_Task item_: Once you have reviewed the listing below, restate it word for word.

_Data shown_:
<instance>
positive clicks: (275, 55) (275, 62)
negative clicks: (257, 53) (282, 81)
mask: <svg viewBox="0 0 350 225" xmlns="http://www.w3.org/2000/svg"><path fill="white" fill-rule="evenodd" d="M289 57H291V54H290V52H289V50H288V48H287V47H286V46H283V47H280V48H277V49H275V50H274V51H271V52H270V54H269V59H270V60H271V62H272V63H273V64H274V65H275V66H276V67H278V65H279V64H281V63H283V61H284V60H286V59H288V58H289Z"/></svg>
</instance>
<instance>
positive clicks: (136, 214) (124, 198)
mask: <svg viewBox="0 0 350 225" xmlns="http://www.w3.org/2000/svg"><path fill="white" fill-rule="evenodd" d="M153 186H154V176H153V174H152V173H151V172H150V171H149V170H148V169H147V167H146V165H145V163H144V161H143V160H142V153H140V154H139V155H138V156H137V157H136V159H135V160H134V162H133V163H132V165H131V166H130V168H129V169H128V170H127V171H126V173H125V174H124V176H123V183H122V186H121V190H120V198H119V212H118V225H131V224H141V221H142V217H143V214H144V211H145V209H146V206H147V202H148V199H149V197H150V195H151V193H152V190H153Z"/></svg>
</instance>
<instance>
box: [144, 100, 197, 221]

_Your solution_:
<instance>
positive clicks: (275, 55) (275, 62)
negative clicks: (257, 53) (282, 81)
mask: <svg viewBox="0 0 350 225" xmlns="http://www.w3.org/2000/svg"><path fill="white" fill-rule="evenodd" d="M289 57H291V54H290V52H289V50H288V48H287V47H286V46H283V47H280V48H277V49H275V50H274V51H271V52H270V54H269V59H270V60H271V62H272V63H273V64H274V65H275V66H276V67H278V65H279V64H281V63H283V61H284V60H286V59H288V58H289Z"/></svg>
</instance>
<instance>
positive clicks: (136, 214) (124, 198)
mask: <svg viewBox="0 0 350 225" xmlns="http://www.w3.org/2000/svg"><path fill="white" fill-rule="evenodd" d="M153 186H154V176H153V174H152V173H151V172H150V171H149V170H148V169H147V167H146V165H145V163H144V161H143V160H142V153H140V154H139V155H138V156H137V157H136V159H135V160H134V162H133V163H132V165H131V166H130V168H129V169H128V170H127V171H126V173H125V174H124V176H123V183H122V186H121V190H120V198H119V212H118V225H131V224H141V221H142V217H143V214H144V211H145V209H146V206H147V202H148V199H149V197H150V195H151V193H152V190H153Z"/></svg>
</instance>
<instance>
box: [144, 100, 197, 221]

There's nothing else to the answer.